> **Instructions to follow**:
Copy out the lines that follow word for word.

> **Provided material**:

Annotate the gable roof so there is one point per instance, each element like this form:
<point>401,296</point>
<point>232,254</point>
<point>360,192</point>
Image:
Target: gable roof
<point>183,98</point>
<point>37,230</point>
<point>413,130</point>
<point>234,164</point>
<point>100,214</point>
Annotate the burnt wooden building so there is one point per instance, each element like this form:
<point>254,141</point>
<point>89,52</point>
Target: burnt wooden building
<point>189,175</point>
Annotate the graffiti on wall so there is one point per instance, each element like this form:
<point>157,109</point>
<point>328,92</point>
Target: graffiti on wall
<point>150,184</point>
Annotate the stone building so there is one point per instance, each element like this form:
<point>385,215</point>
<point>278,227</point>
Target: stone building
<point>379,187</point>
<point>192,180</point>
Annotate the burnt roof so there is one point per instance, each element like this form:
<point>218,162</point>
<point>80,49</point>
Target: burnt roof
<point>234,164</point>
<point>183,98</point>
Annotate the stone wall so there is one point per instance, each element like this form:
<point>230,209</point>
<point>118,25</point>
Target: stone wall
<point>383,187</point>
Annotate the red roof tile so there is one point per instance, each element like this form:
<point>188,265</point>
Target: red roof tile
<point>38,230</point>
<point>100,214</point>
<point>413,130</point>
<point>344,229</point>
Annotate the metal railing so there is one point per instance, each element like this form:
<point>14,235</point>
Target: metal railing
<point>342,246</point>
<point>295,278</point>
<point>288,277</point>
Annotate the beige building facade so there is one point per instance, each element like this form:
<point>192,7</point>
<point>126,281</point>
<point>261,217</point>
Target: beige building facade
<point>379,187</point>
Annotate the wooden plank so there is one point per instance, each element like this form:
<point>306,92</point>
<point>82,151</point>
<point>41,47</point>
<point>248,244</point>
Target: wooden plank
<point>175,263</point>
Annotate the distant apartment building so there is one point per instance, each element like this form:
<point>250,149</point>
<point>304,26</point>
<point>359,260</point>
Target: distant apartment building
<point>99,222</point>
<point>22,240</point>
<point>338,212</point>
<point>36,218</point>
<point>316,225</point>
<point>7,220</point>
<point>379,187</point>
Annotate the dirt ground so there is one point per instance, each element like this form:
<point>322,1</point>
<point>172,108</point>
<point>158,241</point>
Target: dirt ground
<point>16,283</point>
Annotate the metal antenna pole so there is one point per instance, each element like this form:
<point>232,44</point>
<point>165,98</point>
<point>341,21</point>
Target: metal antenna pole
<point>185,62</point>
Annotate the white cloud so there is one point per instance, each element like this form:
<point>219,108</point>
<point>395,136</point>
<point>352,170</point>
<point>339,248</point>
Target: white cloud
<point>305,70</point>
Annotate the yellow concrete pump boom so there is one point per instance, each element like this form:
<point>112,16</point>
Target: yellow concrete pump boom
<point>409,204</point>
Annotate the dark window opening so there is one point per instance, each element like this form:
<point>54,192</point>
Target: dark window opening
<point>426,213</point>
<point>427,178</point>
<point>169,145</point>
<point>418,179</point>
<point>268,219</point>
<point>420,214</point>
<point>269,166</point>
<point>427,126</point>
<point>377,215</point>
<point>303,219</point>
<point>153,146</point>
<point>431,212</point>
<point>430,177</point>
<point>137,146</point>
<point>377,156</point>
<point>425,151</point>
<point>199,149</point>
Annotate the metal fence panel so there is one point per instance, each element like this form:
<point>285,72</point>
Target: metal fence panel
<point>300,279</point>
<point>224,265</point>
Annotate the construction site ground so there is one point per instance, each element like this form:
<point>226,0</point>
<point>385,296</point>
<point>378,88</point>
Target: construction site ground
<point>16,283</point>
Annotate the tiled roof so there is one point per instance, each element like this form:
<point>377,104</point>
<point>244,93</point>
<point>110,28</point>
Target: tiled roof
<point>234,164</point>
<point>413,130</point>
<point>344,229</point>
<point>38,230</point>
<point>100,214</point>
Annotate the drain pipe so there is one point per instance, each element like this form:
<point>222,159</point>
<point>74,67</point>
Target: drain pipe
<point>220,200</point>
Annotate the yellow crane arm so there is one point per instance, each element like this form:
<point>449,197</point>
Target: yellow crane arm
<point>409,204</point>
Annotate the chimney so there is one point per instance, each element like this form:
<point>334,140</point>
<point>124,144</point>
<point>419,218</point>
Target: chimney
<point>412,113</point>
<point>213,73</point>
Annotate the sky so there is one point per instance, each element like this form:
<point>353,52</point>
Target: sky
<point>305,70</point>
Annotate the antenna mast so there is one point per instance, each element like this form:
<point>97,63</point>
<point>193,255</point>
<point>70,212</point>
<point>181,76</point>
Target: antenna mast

> **Final answer**:
Annotate the gable roof so there is one point per instance, each element like this form:
<point>401,296</point>
<point>232,254</point>
<point>360,192</point>
Image:
Target: gable roof
<point>183,98</point>
<point>37,230</point>
<point>413,130</point>
<point>234,164</point>
<point>100,214</point>
Annotate the burnt wooden building so there is one point per instance, each element like this form:
<point>254,141</point>
<point>89,52</point>
Target: burnt wooden building
<point>189,175</point>
Annotate the graffiti on wall so there is one point per instance, each element like this form:
<point>157,109</point>
<point>328,92</point>
Target: graffiti on wall
<point>150,184</point>
Annotate the stone building so there is one point per instance, each element like this form:
<point>385,215</point>
<point>278,227</point>
Target: stone building
<point>379,187</point>
<point>192,180</point>
Annotate the burnt roof so there is one point per instance, each element like this form:
<point>218,162</point>
<point>80,49</point>
Target: burnt roof
<point>234,164</point>
<point>183,98</point>
Annotate the stone wall so there is one point per instance, each element like this form:
<point>230,209</point>
<point>118,25</point>
Target: stone wall
<point>383,187</point>
Annotate the red roof tile so there is one point per instance, each element like this form:
<point>188,265</point>
Target: red roof tile
<point>38,230</point>
<point>100,214</point>
<point>413,130</point>
<point>344,229</point>
Annotate the metal railing so there is one point per instance, each element like this form:
<point>14,235</point>
Target: metal railing
<point>342,246</point>
<point>295,278</point>
<point>288,277</point>
Annotate the beige building facade so there is one point per instance, each element like this form:
<point>192,7</point>
<point>126,281</point>
<point>261,217</point>
Target: beige building facade
<point>379,187</point>
Annotate the wooden plank so there is one point per instance, each element like this form:
<point>306,92</point>
<point>82,151</point>
<point>41,47</point>
<point>248,244</point>
Target: wooden plank
<point>175,263</point>
Annotate the distant apartment building so there is one point per instance, each element like this form:
<point>250,149</point>
<point>304,26</point>
<point>359,260</point>
Target: distant apartment building
<point>99,222</point>
<point>22,240</point>
<point>338,212</point>
<point>36,218</point>
<point>316,225</point>
<point>7,220</point>
<point>379,187</point>
Annotate the dirt ground so there is one point per instance, each element like this form:
<point>322,1</point>
<point>172,108</point>
<point>158,241</point>
Target: dirt ground
<point>16,283</point>
Annotate the metal antenna pole so there is one point per instance, each element like this form:
<point>232,44</point>
<point>165,98</point>
<point>341,21</point>
Target: metal antenna pole
<point>185,62</point>
Annotate the white cloud so there is one point per instance, each element like this form:
<point>219,108</point>
<point>395,136</point>
<point>352,170</point>
<point>339,248</point>
Target: white cloud
<point>305,70</point>
Annotate the yellow concrete pump boom so there is one point per instance, each element like this form:
<point>112,16</point>
Target: yellow concrete pump boom
<point>409,204</point>
Annotate the dark window opening so there is one point per instance, each element like this form:
<point>54,192</point>
Target: dark window opening
<point>426,213</point>
<point>427,178</point>
<point>169,145</point>
<point>418,179</point>
<point>268,219</point>
<point>420,214</point>
<point>269,166</point>
<point>427,126</point>
<point>377,215</point>
<point>303,219</point>
<point>153,146</point>
<point>431,212</point>
<point>430,177</point>
<point>137,146</point>
<point>377,156</point>
<point>425,151</point>
<point>199,149</point>
Annotate the metal fence panel so there is one point per instance, each element like this form:
<point>285,72</point>
Target: metal fence panel
<point>300,279</point>
<point>224,265</point>
Annotate the construction site ground so there is one point per instance, each element like this form:
<point>226,0</point>
<point>385,296</point>
<point>378,88</point>
Target: construction site ground
<point>16,283</point>
Annotate the tiled roof so there is one point per instance, each element like this form:
<point>377,104</point>
<point>244,93</point>
<point>110,28</point>
Target: tiled roof
<point>234,164</point>
<point>413,130</point>
<point>344,229</point>
<point>38,230</point>
<point>100,214</point>
Annotate the drain pipe so there is one point per instance, each element like this form:
<point>222,159</point>
<point>74,67</point>
Target: drain pipe
<point>220,200</point>
Annotate the yellow crane arm so there is one point per instance, each element like this form:
<point>449,197</point>
Target: yellow crane arm
<point>409,204</point>
Annotate the chimney so there is one point per instance, each element like this form:
<point>334,140</point>
<point>124,144</point>
<point>419,218</point>
Target: chimney
<point>412,113</point>
<point>213,73</point>
Annotate the sky so there is one point per instance, each element like this form:
<point>353,52</point>
Target: sky
<point>305,70</point>
Annotate the antenna mast so there is one point per instance, each element like this form:
<point>97,63</point>
<point>193,255</point>
<point>70,212</point>
<point>181,76</point>
Target: antenna mast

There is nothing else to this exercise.